Scientific classification
- Kingdom: Plantae
- Clade: Tracheophytes
- Clade: Angiosperms
- Clade: Eudicots
- Clade: Asterids
- Order: Lamiales
- Family: Lamiaceae
- Genus: Acrotome
- Species: A. inflata
- Binomial name: Acrotome inflata Benth.
- Synonyms: Acrotome amboensis Briq.; Lasiocorys eenii (Hiern) Baker; Leucas eenii Hiern;

= Acrotome inflata =

- Genus: Acrotome
- Species: inflata
- Authority: Benth.
- Conservation status: LC
- Synonyms: Acrotome amboensis Briq., Lasiocorys eenii (Hiern) Baker, Leucas eenii Hiern

Species of plant

Acrotome inflata (horsefright or tumbleweed) is a species of flowering plant in the family Lamiaceae. This species is native to Africa. Acrotome inflata was first described in 1848 by George Bentham. The name "horsefright" is derived from the Afrikaans "perdeskrikbossie" (horse-fright bush).

== Characteristics ==
Acrotome inflata is an erect annual herb that grows up to 1 metre tall. Its stems are densely covered in appressed hairs. The arrangement of its leaves are opposite and are either sessile or shorty petiolate. The leaves range from being ovate, to being oblong-lanceolate and usually grow from 3–12 cm long (but are mostly wider on the lower part of the stem). Its leaves very hairy on both sides and its margins are rarely crenate-dentate. Its flowers are grouped in dense rows in inflorescences that come in verticils, it has many bracteoles, are filiforms that grow up to 1 centimetre long, are densely-hairy and are spine-tipped.' Its corolla come in colors varying from white to pale mauve.

== Habitat ==
Acrotome inflata usually thrives in dry tropical biomes, usually depending on the season.

========================

Exercise aim ::
According to the text on Acrotome inflata, who first described the plant, and in what year? The lines that come next have nothing to do with the plant text.

Supplied data ::
========================

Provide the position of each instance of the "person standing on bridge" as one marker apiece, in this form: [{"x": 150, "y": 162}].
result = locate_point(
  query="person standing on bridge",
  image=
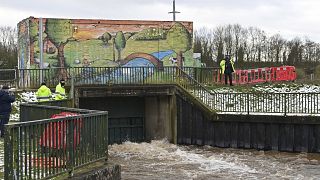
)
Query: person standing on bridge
[
  {"x": 227, "y": 68},
  {"x": 6, "y": 98},
  {"x": 60, "y": 91},
  {"x": 43, "y": 93}
]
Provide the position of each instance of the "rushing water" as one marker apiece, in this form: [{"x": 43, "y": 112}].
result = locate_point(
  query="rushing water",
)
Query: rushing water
[{"x": 162, "y": 160}]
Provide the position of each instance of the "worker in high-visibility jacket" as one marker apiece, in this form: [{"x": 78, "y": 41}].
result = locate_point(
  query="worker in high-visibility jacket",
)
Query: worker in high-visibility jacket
[
  {"x": 44, "y": 93},
  {"x": 60, "y": 91},
  {"x": 227, "y": 68}
]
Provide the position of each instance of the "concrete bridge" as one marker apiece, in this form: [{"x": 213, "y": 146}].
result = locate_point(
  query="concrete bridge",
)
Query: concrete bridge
[
  {"x": 170, "y": 102},
  {"x": 162, "y": 103}
]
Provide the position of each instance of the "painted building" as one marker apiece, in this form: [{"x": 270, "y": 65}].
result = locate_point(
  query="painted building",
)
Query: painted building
[{"x": 104, "y": 43}]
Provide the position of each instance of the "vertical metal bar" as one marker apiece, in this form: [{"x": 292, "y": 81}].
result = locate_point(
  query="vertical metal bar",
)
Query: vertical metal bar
[{"x": 248, "y": 108}]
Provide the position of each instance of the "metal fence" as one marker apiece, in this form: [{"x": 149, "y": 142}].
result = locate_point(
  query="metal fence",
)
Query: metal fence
[
  {"x": 49, "y": 147},
  {"x": 8, "y": 77},
  {"x": 192, "y": 79},
  {"x": 271, "y": 103}
]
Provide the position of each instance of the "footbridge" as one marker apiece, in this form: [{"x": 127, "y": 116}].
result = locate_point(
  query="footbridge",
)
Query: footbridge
[{"x": 146, "y": 103}]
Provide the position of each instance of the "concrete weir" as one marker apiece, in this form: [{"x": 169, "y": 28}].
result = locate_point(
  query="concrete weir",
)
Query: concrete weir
[{"x": 168, "y": 111}]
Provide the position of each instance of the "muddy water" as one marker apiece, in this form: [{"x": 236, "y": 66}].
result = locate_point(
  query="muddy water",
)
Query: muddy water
[{"x": 162, "y": 160}]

========================

Written answer ::
George Bentham, in 1848.